*Set tasks*:
a) Answer from the MongoDB install steps:
(i) Which Ubuntu version are the steps for?
(ii) Packages are signed with what kind of keys?
(iii) Which key ID is requested from the server?
b) From the MongoDB install steps, list every line of output that begins with "gpg:".
c) In the MongoDB install steps, take everything from "ram@ram-pc:~$ sudo apt-key" down to "imported: 1 (RSA: 1)" and write it out again, swapping "7F0CEB10" for "A1B2C3D4" each time it appears.

*Text extract*:
:::

Steps To Install MongoDb on Ubuntu 14.04

1.Import the public key used by the package management system. this is
to ensure package consistency and authenticity by requiring that distributors sign packages with GPG keys

ram@ram-pc:~$ sudo apt-key adv --keyserver hkp://keyserver.ubuntu.com:80 --recv 7F0CEB10

[sudo] password for ram:
Executing: gpg --ignore-time-conflict --no-options --no-default-keyring --homedir /tmp/tmp.T0369j2BIX --no-auto-check-trustdb --trust-model always --keyring /etc/apt/trusted.gpg --primary-keyring /etc/apt/trusted.gpg --keyserver hkp://keyserver.ubuntu.com:80 --recv 7F0CEB10
gpg: requesting key 7F0CEB10 from hkp server keyserver.ubuntu.com
gpg: key 7F0CEB10: public key "Richard Kreuter <richard@10gen.com>" imported
gpg: Total number processed: 1
gpg:               imported: 1 (RSA: 1)

:::

[Excerpts of labeled region data]
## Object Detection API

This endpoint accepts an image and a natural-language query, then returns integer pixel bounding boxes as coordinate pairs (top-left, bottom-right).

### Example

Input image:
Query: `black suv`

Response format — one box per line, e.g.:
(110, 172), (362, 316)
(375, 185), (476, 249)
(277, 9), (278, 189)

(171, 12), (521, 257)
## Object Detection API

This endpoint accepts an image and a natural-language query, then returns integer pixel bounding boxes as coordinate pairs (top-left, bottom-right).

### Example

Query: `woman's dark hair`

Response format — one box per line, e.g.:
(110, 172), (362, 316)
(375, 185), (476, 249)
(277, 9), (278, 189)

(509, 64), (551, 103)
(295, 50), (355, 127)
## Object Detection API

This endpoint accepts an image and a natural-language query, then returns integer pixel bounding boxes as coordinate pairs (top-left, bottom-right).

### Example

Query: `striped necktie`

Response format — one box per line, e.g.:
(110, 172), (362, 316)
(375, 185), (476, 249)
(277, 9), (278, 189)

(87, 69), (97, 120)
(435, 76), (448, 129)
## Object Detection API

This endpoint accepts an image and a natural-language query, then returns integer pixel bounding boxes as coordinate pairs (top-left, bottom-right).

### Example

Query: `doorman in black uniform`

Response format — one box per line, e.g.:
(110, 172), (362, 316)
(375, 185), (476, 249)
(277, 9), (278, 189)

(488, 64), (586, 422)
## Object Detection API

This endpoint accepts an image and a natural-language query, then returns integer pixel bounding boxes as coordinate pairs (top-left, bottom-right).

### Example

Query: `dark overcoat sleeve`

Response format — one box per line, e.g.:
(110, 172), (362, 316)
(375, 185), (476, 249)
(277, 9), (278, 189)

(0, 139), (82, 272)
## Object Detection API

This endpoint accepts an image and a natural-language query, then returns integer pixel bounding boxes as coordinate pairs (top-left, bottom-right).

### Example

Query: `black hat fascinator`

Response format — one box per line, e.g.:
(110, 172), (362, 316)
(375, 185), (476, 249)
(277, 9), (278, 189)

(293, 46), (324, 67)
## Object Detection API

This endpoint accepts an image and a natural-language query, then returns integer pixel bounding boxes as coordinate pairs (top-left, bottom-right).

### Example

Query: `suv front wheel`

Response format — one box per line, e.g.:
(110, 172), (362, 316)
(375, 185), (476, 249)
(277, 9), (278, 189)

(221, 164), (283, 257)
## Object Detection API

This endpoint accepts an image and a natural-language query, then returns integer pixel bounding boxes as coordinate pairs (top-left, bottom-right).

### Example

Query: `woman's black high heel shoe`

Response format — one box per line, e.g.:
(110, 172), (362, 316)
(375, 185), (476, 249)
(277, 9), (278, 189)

:::

*Responses*:
a)
(i) Ubuntu 14.04
(ii) GPG keys
(iii) 7F0CEB10

b)
gpg: requesting key 7F0CEB10 from hkp server keyserver.ubuntu.com
gpg: key 7F0CEB10: public key "Richard Kreuter <richard@10gen.com>" imported
gpg: Total number processed: 1
gpg:               imported: 1 (RSA: 1)

c)
ram@ram-pc:~$ sudo apt-key adv --keyserver hkp://keyserver.ubuntu.com:80 --recv A1B2C3D4

[sudo] password for ram:
Executing: gpg --ignore-time-conflict --no-options --no-default-keyring --homedir /tmp/tmp.T0369j2BIX --no-auto-check-trustdb --trust-model always --keyring /etc/apt/trusted.gpg --primary-keyring /etc/apt/trusted.gpg --keyserver hkp://keyserver.ubuntu.com:80 --recv A1B2C3D4
gpg: requesting key A1B2C3D4 from hkp server keyserver.ubuntu.com
gpg: key A1B2C3D4: public key "Richard Kreuter <richard@10gen.com>" imported
gpg: Total number processed: 1
gpg:               imported: 1 (RSA: 1)